--- The request ---
Copy out the lines below word for word, leaving out the pictures.
........
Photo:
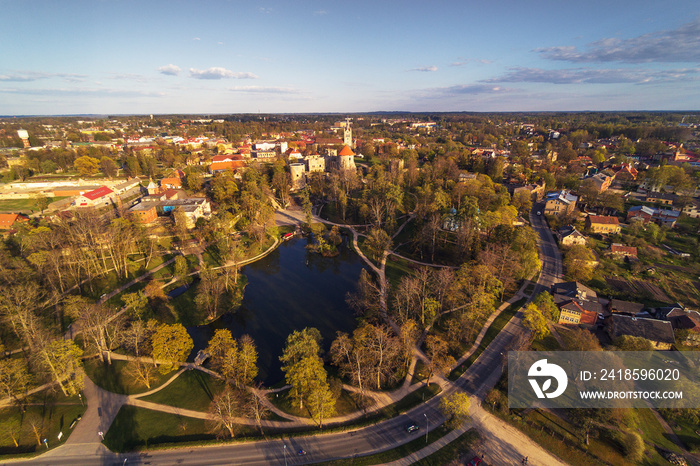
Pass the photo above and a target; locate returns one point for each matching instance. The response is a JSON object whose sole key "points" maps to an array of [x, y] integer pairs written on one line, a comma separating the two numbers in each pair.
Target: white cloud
{"points": [[676, 45], [220, 73], [264, 90], [596, 76], [425, 68], [26, 76], [170, 70]]}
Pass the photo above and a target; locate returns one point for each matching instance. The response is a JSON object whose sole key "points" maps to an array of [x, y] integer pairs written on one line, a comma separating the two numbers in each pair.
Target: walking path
{"points": [[103, 405]]}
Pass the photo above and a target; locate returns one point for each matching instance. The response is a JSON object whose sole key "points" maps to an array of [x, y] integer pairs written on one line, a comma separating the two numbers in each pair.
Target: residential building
{"points": [[660, 198], [560, 203], [8, 221], [617, 306], [574, 313], [602, 181], [646, 214], [536, 191], [144, 212], [658, 332], [97, 198], [625, 173], [569, 236], [604, 224], [664, 217], [264, 155], [620, 250]]}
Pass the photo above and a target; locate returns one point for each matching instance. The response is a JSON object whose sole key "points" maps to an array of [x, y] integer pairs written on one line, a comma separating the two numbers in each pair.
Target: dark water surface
........
--- Solution for this task ---
Photo:
Pass the photo above and a target; locate returns one point for each matching instance. The response is a JSON object whose sole key "points" maps to an array of [x, y] integer pairs written on one line, a comma separating the two numbers in each pair.
Target: white cloud
{"points": [[676, 45], [220, 73], [264, 90], [596, 76], [425, 68], [26, 76], [170, 70]]}
Pass the photo above and a target; locate returns one point for each matching instance. The response is a JSON object whose sole key "points" maps to an array of [x, y] integer pairs written on one line, a comma separating the two numbers in each pair.
Target: walking path
{"points": [[103, 405]]}
Pass the photo above and a target; locate returns one point for each matching instance. The response is a JSON object whose sole key "points" maps to an array of [x, y] integer pairs written on one line, a comma separating the two numbers in each pair.
Target: residential building
{"points": [[660, 198], [560, 203], [8, 221], [617, 306], [574, 313], [602, 181], [646, 214], [536, 191], [144, 212], [658, 332], [97, 198], [625, 173], [569, 236], [604, 224], [664, 217], [264, 155], [620, 250]]}
Pass the photo above and a target; locate returns one point for each matching instance. The response is a JSON object whose sole key "points" maps to an array of [x, y] integer pairs written on one line, a comma separating the two numbers in each pair.
Target: dark water surface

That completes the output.